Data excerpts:
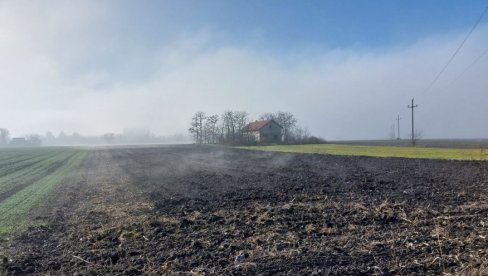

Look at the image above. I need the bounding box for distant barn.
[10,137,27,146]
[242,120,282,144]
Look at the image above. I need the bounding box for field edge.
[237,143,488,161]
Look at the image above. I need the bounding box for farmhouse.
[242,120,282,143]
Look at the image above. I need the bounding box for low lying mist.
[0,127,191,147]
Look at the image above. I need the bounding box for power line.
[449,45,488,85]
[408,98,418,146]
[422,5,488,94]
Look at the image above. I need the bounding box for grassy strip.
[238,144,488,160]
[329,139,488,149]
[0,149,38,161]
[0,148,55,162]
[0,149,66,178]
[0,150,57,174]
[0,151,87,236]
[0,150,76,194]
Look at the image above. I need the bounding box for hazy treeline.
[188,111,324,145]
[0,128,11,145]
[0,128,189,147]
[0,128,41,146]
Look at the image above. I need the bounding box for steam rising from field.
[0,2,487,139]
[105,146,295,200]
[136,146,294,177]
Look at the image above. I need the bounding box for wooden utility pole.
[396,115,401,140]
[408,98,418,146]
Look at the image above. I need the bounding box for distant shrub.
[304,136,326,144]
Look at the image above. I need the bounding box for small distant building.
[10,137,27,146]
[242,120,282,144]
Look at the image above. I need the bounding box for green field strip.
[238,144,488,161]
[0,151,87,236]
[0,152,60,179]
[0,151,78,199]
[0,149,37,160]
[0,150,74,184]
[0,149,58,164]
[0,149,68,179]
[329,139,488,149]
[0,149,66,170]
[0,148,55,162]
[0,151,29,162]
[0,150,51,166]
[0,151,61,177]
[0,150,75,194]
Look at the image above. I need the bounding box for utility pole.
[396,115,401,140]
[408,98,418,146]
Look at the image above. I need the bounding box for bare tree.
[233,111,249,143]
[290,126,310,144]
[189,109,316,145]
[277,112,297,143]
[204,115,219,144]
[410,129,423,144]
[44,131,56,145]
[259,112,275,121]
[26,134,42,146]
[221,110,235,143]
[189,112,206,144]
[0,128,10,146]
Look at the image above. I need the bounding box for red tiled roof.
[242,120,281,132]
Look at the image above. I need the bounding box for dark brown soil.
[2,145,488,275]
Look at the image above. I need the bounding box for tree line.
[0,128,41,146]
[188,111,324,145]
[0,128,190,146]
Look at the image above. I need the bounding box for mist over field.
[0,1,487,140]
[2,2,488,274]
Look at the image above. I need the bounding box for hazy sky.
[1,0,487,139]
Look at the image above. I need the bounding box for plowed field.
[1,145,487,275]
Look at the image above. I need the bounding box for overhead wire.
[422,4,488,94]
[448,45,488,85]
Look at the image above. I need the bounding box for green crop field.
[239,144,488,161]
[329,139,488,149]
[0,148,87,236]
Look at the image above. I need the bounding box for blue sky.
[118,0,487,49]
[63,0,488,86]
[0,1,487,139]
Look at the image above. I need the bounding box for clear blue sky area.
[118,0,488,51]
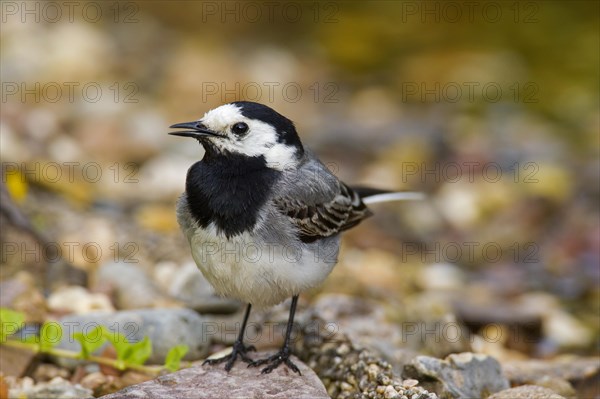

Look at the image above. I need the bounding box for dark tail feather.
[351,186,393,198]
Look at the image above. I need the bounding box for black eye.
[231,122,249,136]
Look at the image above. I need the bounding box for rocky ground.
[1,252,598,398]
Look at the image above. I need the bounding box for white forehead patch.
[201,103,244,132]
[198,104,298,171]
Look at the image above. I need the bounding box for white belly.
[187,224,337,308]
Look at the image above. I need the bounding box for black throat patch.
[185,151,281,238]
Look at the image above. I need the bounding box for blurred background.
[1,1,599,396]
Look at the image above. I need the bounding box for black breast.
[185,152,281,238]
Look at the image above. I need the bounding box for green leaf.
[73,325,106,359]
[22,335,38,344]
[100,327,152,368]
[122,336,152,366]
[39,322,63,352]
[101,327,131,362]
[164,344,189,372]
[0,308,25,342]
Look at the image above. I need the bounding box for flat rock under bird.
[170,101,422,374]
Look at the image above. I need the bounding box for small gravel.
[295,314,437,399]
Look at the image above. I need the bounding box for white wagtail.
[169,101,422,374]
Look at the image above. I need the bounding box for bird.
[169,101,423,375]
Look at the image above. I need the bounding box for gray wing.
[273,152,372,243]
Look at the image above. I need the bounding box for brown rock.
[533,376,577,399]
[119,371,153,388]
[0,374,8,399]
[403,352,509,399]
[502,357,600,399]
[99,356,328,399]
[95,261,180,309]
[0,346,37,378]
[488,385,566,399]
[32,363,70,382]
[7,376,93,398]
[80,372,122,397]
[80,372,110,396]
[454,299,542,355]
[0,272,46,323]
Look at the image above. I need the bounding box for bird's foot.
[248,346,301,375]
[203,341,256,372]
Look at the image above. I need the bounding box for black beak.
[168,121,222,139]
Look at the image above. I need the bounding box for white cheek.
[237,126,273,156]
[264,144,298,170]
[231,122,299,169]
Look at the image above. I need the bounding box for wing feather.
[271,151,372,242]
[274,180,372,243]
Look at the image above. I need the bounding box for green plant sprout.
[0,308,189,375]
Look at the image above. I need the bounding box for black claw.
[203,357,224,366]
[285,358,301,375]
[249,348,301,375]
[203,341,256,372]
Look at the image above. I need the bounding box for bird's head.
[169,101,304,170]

● **TASK DESCRIPTION**:
Your copy must match the records above word for word and contain no pictures.

● **SOLUTION BELOW**:
Look at the image above. I need the bounding box for distant barn.
[10,137,27,146]
[242,120,282,144]
Look at the image above. I need the bounding box for field edge.
[237,143,488,161]
Look at the image above. I need the bounding box for farmhouse.
[242,120,282,143]
Look at the image above. I need the bounding box for low lying mist.
[0,127,191,147]
Look at the image above. I need the bounding box for power line.
[449,45,488,85]
[408,98,418,146]
[422,5,488,94]
Look at the image above. I need the bounding box for grassy strip.
[238,144,488,160]
[329,139,488,149]
[0,149,38,161]
[0,148,55,162]
[0,149,66,178]
[0,150,57,174]
[0,151,87,236]
[0,150,76,194]
Look at the image above. I need the bounding box for hazy treeline.
[188,111,324,145]
[0,128,11,145]
[0,128,189,147]
[0,128,41,146]
Look at the image above. I need the bounding box for steam rising from field.
[0,2,487,139]
[105,146,295,200]
[136,146,294,177]
Look at the image above. I need the bounding box for wooden utility pole.
[396,115,401,140]
[408,98,418,146]
Look at the image above. I need the bounding box for distant shrub.
[304,136,326,144]
Look at the image above. I need the bounding box for small distant building.
[10,137,27,146]
[242,120,282,144]
Look at the image above. I need the bounding box for green field strip.
[238,144,488,161]
[0,151,87,236]
[0,152,60,179]
[0,151,78,199]
[0,149,37,160]
[0,150,74,184]
[0,149,58,164]
[0,149,68,179]
[329,139,488,149]
[0,149,66,170]
[0,148,55,162]
[0,151,29,162]
[0,150,51,166]
[0,151,61,177]
[0,150,75,194]
Look at the image above. I need the bounding box for utility pole.
[396,115,401,140]
[408,98,418,146]
Look at the image above. I need the bounding box for bare tree.
[233,111,249,143]
[290,126,310,144]
[189,109,316,145]
[277,112,297,143]
[204,115,219,144]
[410,129,423,144]
[44,131,56,145]
[259,112,275,121]
[26,134,42,146]
[221,110,235,143]
[189,112,206,144]
[0,128,10,146]
Look at the image above. I need the bounding box for red tiled roof.
[242,120,281,132]
Look at the image above. I need the bounding box for dark brown soil.
[2,145,488,275]
Look at the image above. I need the bounding box for tree line.
[0,128,41,146]
[188,111,324,145]
[0,128,190,146]
Look at the image above. I need the bounding box for mist over field.
[0,1,487,140]
[2,2,488,274]
Look at the image above. I need the bounding box for hazy sky.
[1,0,487,139]
Look at the image above. I need the bounding box for plowed field.
[1,145,487,275]
Look at the image above. I need the bounding box for overhead wire.
[422,4,488,94]
[448,45,488,85]
Look at the image above. I need the bounding box for green crop field.
[239,144,488,161]
[329,139,488,149]
[0,148,87,236]
Look at the image above. I need the bounding box for blue sky.
[118,0,487,49]
[63,0,488,86]
[0,1,487,139]
Look at the image above. I need the bounding box for clear blue sky area.
[118,0,488,51]

Look at the image above. I need the bounding box for dark tail feather.
[351,186,393,198]
Look at the image above. I need the bounding box for black eye.
[231,122,249,136]
Look at the image above. I need the bounding box for rocky ground.
[1,252,598,398]
Look at the image above. I need the bounding box for white forehead patch.
[201,103,244,132]
[198,104,298,171]
Look at the image above. I need the bounding box for white belly.
[187,224,337,308]
Look at the image above. I need the bounding box for black throat patch.
[185,151,281,238]
Look at the image above. I need the bounding box for blurred background.
[1,1,599,396]
Look at the image above. I need the bounding box for black breast.
[185,152,281,238]
Look at the image above. I need the bounding box for green leaf.
[73,325,106,359]
[22,335,38,344]
[100,327,152,368]
[122,336,152,366]
[39,322,63,352]
[101,327,131,362]
[164,344,189,372]
[0,308,25,342]
Look at the image above. I need the bounding box for flat rock under bird.
[170,101,422,374]
Look at the image above. I need the bounding box for small gravel.
[295,314,437,399]
Look at the image above. I need the bounding box for white wagtail.
[169,101,422,374]
Look at the image above. I need the bounding box for bird.
[169,101,423,375]
Look at the image above. I need the bounding box for gray wing.
[273,152,372,243]
Look at the image above. I need the bounding box for brown rock.
[533,376,577,399]
[119,371,153,388]
[0,374,8,399]
[403,352,509,399]
[502,357,600,399]
[99,356,328,399]
[95,261,180,309]
[0,346,37,378]
[488,385,566,399]
[32,363,70,382]
[7,376,93,398]
[80,372,122,397]
[80,372,110,396]
[454,299,542,355]
[0,272,46,323]
Look at the image above. I need the bounding box for bird's foot.
[248,346,301,375]
[203,341,256,372]
Look at the image above. I need the bounding box for black beak.
[168,121,222,139]
Look at the image above. I need the bounding box for white cheek.
[237,126,273,156]
[264,144,298,170]
[231,122,299,169]
Look at the image above. I need the bounding box for wing feather.
[271,151,372,242]
[274,180,372,243]
Look at the image above. I need the bounding box for green plant sprout.
[0,308,189,375]
Look at the image above. I need the bounding box for black claw.
[203,357,224,366]
[285,358,301,375]
[249,348,301,375]
[203,341,256,372]
Look at the image above. I need the bounding box for bird's head.
[169,101,304,170]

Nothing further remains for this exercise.